Segmentation dataset records
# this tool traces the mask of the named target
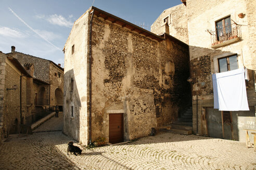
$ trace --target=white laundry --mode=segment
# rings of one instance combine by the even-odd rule
[[[217,73],[216,78],[219,110],[249,110],[244,68]]]
[[[212,86],[213,87],[213,108],[219,109],[219,97],[218,97],[218,89],[217,86],[217,79],[216,79],[216,74],[213,74],[212,75]]]

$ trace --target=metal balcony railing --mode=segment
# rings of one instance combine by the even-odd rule
[[[48,99],[45,98],[35,98],[35,106],[44,106],[48,105],[49,102]]]
[[[234,41],[233,39],[241,38],[241,25],[234,23],[221,29],[217,29],[210,33],[212,47],[224,41]]]

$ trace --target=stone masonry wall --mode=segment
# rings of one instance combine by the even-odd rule
[[[54,106],[58,104],[59,106],[63,106],[64,72],[53,63],[50,63],[49,77],[49,79],[52,80],[50,105]],[[49,94],[48,96],[48,95]]]
[[[49,61],[18,52],[11,52],[9,54],[17,58],[22,66],[25,63],[33,63],[35,68],[34,75],[35,78],[49,83]]]
[[[163,22],[167,17],[171,17],[167,27]],[[151,32],[156,34],[167,33],[188,44],[187,21],[187,7],[183,4],[177,5],[162,12],[151,26]]]
[[[17,125],[20,124],[20,72],[17,70],[11,64],[6,65],[6,88],[11,88],[14,85],[16,85],[17,89],[6,90],[5,93],[5,110],[4,124],[8,134],[17,133]],[[22,94],[22,116],[23,118],[23,123],[27,123],[26,117],[30,116],[30,112],[27,109],[26,97],[26,77],[22,77],[21,94]]]
[[[167,43],[94,18],[93,140],[100,136],[108,140],[110,112],[124,112],[125,140],[148,135],[151,128],[177,118],[178,93],[173,89],[183,85],[174,77],[184,70],[175,63],[181,56],[188,70],[188,52],[175,44],[168,49]],[[183,73],[186,80],[188,72]]]
[[[5,91],[5,73],[6,56],[0,53],[0,140],[7,135],[6,127],[4,127],[5,109],[4,109],[4,93]]]
[[[63,131],[66,134],[84,145],[87,145],[88,140],[88,16],[87,12],[75,22],[65,47]]]
[[[213,107],[213,95],[211,74],[219,72],[219,59],[237,54],[238,67],[245,66],[249,69],[250,80],[248,82],[247,89],[248,103],[251,109],[256,105],[256,94],[253,86],[255,83],[253,72],[255,71],[253,71],[256,70],[253,50],[253,47],[255,46],[255,34],[252,32],[255,26],[253,22],[255,20],[255,15],[253,15],[255,10],[252,9],[255,5],[252,5],[253,4],[249,0],[187,1],[191,76],[193,79],[193,131],[195,133],[203,134],[201,131],[200,122],[202,107],[209,108],[207,110],[210,112],[207,113],[209,116],[216,114],[213,112],[213,109],[211,109]],[[240,13],[245,14],[245,17],[239,18],[238,14]],[[215,31],[215,22],[227,16],[231,17],[232,23],[235,22],[240,25],[241,40],[216,49],[212,49],[211,35],[205,31]],[[250,112],[254,111],[250,110]],[[220,111],[217,111],[216,114],[220,115]],[[237,132],[242,131],[242,128],[238,126],[239,124],[252,123],[250,119],[245,118],[246,116],[249,118],[250,112],[238,111],[236,112],[237,114],[233,114],[236,116],[233,118],[233,127],[239,130]],[[253,123],[256,123],[254,121]],[[235,134],[236,136],[239,136],[239,138],[235,139],[242,140],[244,134],[239,133],[239,135]]]

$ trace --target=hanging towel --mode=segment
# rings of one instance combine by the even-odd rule
[[[213,88],[213,108],[219,109],[218,89],[217,87],[217,79],[216,79],[216,74],[212,74],[212,86]]]
[[[217,73],[216,78],[219,110],[249,110],[244,68]]]
[[[249,78],[249,73],[248,73],[248,69],[246,68],[246,70],[245,73],[245,78],[246,80],[250,80],[250,78]]]

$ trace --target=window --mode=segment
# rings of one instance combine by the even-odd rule
[[[74,52],[74,44],[72,46],[72,54],[73,54]]]
[[[234,55],[218,59],[220,73],[232,70],[238,68],[237,55]]]
[[[74,106],[71,106],[71,117],[74,117]]]
[[[73,78],[70,78],[70,91],[72,92],[74,90],[74,79]]]
[[[231,123],[231,112],[229,111],[222,111],[223,117],[223,122]]]
[[[164,24],[170,24],[171,23],[171,15],[169,15],[168,16],[166,17],[163,19]]]
[[[230,16],[215,22],[217,40],[221,41],[225,37],[229,37],[232,33],[231,20]]]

*To do:* Reproduce every one of the records above line for line, without changing anything. Leave the pictures out of your answer.

*Expected output:*
# this tool traces the mask of the named target
$ trace --target=white laundry --mode=segment
# rings of one instance combine by the even-odd rule
[[[217,73],[216,78],[219,110],[249,110],[244,68]]]
[[[212,86],[213,87],[213,108],[219,109],[219,97],[218,97],[218,89],[217,86],[217,79],[216,79],[216,74],[213,74],[212,75]]]

$ trace --target=metal balcony railing --mode=segment
# rings of one instance combine by the even-odd rule
[[[48,99],[45,98],[35,98],[35,106],[44,106],[48,105],[49,102]]]
[[[234,41],[233,39],[241,38],[241,25],[234,23],[221,29],[217,29],[210,33],[212,47],[224,41]]]

$ trace --target=stone masonry wall --mode=segment
# rings of one instance combine by the even-odd rule
[[[54,106],[58,104],[59,106],[63,106],[64,72],[53,63],[50,63],[49,77],[49,79],[52,80],[50,105]],[[49,94],[48,96],[48,95]]]
[[[49,61],[18,52],[11,52],[9,54],[17,58],[22,66],[25,63],[33,63],[35,68],[34,75],[35,78],[49,83]]]
[[[163,22],[167,17],[171,17],[167,27]],[[151,32],[156,34],[167,33],[188,44],[187,21],[187,7],[183,4],[177,5],[162,12],[151,26]]]
[[[17,125],[20,124],[20,72],[17,70],[11,64],[6,65],[6,88],[11,88],[14,85],[16,85],[17,89],[6,90],[5,93],[5,110],[4,124],[8,134],[17,133]],[[22,94],[22,116],[23,118],[23,123],[27,123],[26,117],[30,116],[30,112],[27,109],[26,97],[26,77],[22,77],[21,94]]]
[[[167,43],[94,18],[93,140],[100,136],[108,140],[110,112],[124,112],[125,140],[148,135],[151,128],[177,118],[178,93],[173,89],[183,85],[174,77],[184,70],[175,63],[181,56],[188,70],[188,52],[175,44],[168,49]],[[183,73],[186,80],[188,72]]]
[[[5,91],[5,73],[6,56],[0,53],[0,140],[7,135],[6,127],[4,127],[5,109],[4,109],[4,93]]]
[[[63,131],[66,134],[84,145],[87,145],[88,140],[88,16],[87,12],[75,22],[65,47]]]
[[[213,107],[213,95],[211,74],[219,72],[219,59],[237,54],[238,67],[245,66],[249,69],[250,80],[248,82],[247,89],[248,103],[251,109],[256,105],[256,94],[253,86],[255,83],[253,72],[255,71],[253,71],[256,70],[253,50],[253,47],[255,46],[255,34],[252,32],[255,26],[253,22],[255,20],[255,15],[253,15],[255,10],[252,9],[255,5],[252,5],[253,4],[249,0],[187,1],[191,76],[193,79],[193,131],[195,133],[203,134],[201,131],[200,122],[202,107],[209,108],[207,110],[210,112],[207,113],[209,116],[216,114],[213,112],[213,109],[211,109]],[[240,13],[245,14],[245,17],[239,18],[238,14]],[[215,31],[215,22],[227,16],[231,17],[232,23],[235,22],[240,25],[241,40],[216,49],[212,49],[211,35],[205,31]],[[250,112],[254,111],[250,110]],[[220,111],[217,111],[216,114],[220,115]],[[237,132],[242,131],[242,128],[238,126],[239,124],[252,123],[250,119],[245,118],[246,116],[249,118],[250,112],[238,111],[236,112],[237,114],[233,114],[236,116],[233,118],[233,127],[239,130]],[[253,123],[256,123],[254,121]],[[235,134],[236,136],[239,136],[239,138],[235,139],[242,140],[244,134],[239,133],[239,135]]]

$ trace --target=hanging towel --mode=segment
# rings of one instance combine by the even-odd rule
[[[213,88],[213,108],[219,109],[218,89],[217,87],[217,79],[216,79],[216,74],[212,74],[212,86]]]
[[[217,73],[216,78],[219,110],[249,110],[244,68]]]
[[[249,78],[249,73],[248,73],[248,69],[246,68],[246,70],[245,73],[245,78],[246,80],[250,80],[250,78]]]

$ trace --target=window --mode=segment
# rings of one instance combine by the even-odd rule
[[[74,52],[74,44],[72,46],[72,54],[73,54]]]
[[[234,55],[218,59],[220,73],[232,70],[238,68],[237,55]]]
[[[74,106],[71,106],[71,117],[74,117]]]
[[[73,78],[70,78],[70,91],[72,92],[74,90],[74,79]]]
[[[231,123],[231,112],[229,111],[222,111],[223,117],[223,122]]]
[[[164,24],[170,24],[171,23],[171,15],[169,15],[168,16],[166,17],[163,19]]]
[[[230,16],[215,22],[217,40],[221,41],[225,37],[229,37],[232,33],[231,20]]]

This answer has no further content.